■ Enunciado da tarefa: No texto sobre a perda de um amigo, por quanto tempo durou a convivência diária entre os dois?

Um aviso: esse texto contém discussões sobre doenças mentais e morte. Alguns leitores podem querer evitar lê-lo.
Há alguns dias, eu perdi um amigo querido. Em respeito à sua memória e à privacidade da família, eu não vou divulgar o seu nome nem o que aconteceu (pois eu ainda não sei os detalhes), mas vou dizer isso: os inimigos dentro da cabeça dele eram muito fortes e ele escolheu encerrar essa batalha – e a própria vida.
Foram dois anos de convivência diária, com muitas discussões sobre trabalho, futuro, livros, filmes, séries, músicas, relacionamentos. Almoçávamos juntos praticamente todo dia de trabalho. Resolvemos problemas científicos juntos. Viajamos juntos. Apoiamo-nos em concursos e entrevistas de emprego. E agora isso nunca mais vai acontecer.

(Dados de ancoragem de objetos em linguagem natural)
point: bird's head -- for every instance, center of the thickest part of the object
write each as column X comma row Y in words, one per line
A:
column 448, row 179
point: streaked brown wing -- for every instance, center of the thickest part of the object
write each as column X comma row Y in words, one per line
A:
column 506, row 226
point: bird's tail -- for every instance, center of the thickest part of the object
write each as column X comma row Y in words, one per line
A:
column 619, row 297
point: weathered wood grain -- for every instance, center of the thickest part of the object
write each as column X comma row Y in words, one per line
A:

■ Resposta escrita: Dois anos.